YOUR INSTRUCTIONS — For the records that follow, give the number of lines in which the word "cornbread" occurs, with nothing added.
....
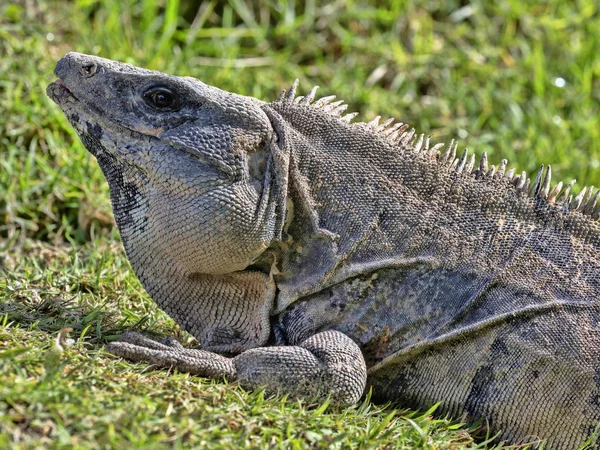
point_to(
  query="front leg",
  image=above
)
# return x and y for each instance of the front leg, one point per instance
(328, 363)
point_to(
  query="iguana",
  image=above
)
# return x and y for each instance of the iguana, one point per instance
(316, 256)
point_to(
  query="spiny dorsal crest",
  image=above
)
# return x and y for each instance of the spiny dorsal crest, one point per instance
(586, 202)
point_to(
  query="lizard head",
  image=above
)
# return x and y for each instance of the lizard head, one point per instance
(189, 166)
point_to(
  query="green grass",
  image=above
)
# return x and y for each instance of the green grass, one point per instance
(517, 79)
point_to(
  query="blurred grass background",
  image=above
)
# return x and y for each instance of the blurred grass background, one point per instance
(517, 79)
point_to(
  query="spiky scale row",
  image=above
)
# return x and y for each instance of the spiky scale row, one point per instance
(399, 133)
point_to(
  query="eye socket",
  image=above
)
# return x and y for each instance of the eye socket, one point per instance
(161, 98)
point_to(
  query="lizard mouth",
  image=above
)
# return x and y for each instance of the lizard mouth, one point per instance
(60, 93)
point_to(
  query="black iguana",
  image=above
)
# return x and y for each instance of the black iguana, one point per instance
(313, 255)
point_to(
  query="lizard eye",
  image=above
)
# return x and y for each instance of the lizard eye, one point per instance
(160, 98)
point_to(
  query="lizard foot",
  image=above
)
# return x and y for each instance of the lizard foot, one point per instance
(171, 354)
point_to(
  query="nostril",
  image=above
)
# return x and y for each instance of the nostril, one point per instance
(88, 70)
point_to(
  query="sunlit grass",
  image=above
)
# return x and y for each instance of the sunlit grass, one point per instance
(518, 81)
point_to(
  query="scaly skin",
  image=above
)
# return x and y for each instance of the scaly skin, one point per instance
(305, 250)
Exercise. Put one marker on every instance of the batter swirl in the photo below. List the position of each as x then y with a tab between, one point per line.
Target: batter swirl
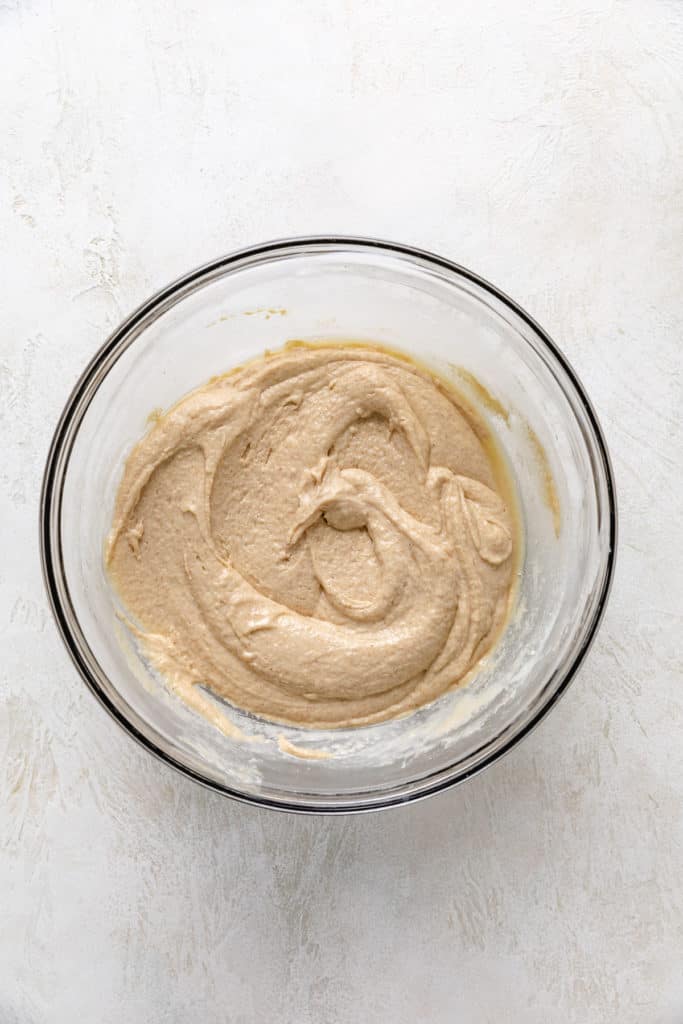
317	538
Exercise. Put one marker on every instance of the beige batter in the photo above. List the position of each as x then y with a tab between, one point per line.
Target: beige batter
318	538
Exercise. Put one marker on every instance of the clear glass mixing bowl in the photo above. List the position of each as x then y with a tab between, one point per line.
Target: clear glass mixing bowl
229	311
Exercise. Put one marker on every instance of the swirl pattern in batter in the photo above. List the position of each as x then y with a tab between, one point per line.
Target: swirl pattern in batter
318	538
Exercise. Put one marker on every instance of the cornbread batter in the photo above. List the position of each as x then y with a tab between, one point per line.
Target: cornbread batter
....
SOLUTION BELOW — 2